▶ [Information supplied]:
━━━━━━━━━━━━━━━━━━━━━━━━━━━━━━
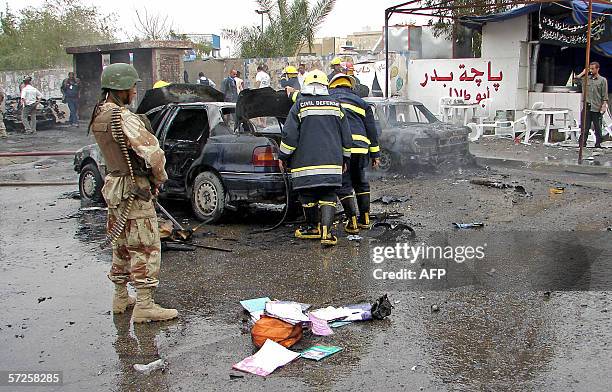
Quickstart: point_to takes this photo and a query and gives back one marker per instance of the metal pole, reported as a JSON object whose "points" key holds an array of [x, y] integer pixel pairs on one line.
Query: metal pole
{"points": [[387, 54], [585, 90]]}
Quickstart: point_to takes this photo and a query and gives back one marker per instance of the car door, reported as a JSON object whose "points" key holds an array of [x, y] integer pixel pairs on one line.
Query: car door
{"points": [[182, 139]]}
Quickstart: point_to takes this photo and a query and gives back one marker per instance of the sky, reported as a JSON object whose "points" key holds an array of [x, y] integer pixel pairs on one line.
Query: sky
{"points": [[210, 17]]}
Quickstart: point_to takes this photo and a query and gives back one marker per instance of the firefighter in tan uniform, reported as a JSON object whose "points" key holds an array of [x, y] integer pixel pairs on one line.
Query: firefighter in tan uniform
{"points": [[137, 247]]}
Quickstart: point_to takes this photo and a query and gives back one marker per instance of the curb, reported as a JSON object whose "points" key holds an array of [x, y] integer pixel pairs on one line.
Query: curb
{"points": [[549, 166]]}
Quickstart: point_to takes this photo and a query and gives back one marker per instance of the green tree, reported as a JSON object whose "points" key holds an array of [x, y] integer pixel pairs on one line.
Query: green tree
{"points": [[37, 37], [291, 25]]}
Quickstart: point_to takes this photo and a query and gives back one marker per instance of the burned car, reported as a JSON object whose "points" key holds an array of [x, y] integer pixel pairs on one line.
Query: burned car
{"points": [[50, 113], [412, 138], [212, 160]]}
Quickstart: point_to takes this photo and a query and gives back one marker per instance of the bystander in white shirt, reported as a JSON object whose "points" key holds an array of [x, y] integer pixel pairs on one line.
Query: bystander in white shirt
{"points": [[262, 79], [30, 94]]}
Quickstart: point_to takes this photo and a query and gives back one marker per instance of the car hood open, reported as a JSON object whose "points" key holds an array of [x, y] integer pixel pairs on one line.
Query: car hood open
{"points": [[263, 102], [178, 93]]}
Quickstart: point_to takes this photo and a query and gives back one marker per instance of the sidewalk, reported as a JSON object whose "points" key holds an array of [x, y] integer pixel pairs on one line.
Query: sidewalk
{"points": [[503, 152]]}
━━━━━━━━━━━━━━━━━━━━━━━━━━━━━━
▶ [What you are asked to do]: All lines from the one that holds "the sidewalk, reported" through the end of the material, both ends included, should be restated exactly.

▶ [Task solution]:
Quickstart: point_to takes this photo and a query and gives back one marker per instance of the sidewalk, reported as a JSON object whose "points" key holds an array of [x, y] integer pixel pairs on one line.
Query: sidewalk
{"points": [[503, 152]]}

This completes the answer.